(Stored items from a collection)
*** Begin section ***

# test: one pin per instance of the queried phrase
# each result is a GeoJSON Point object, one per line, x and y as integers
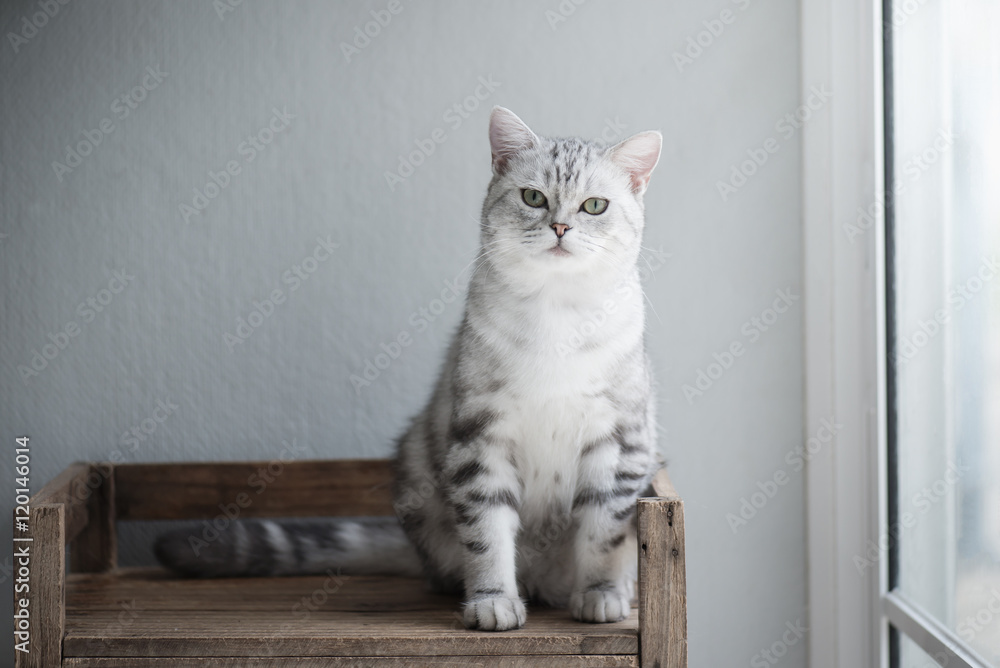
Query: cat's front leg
{"type": "Point", "coordinates": [485, 494]}
{"type": "Point", "coordinates": [609, 484]}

*** End section ***

Each line of the records is to be reproduced exactly, and each picture dropped.

# test: one pin per instance of the queried phrase
# each result is a GeoJSON Point object, one per line, x and y as integers
Query: cat's front leg
{"type": "Point", "coordinates": [485, 494]}
{"type": "Point", "coordinates": [609, 484]}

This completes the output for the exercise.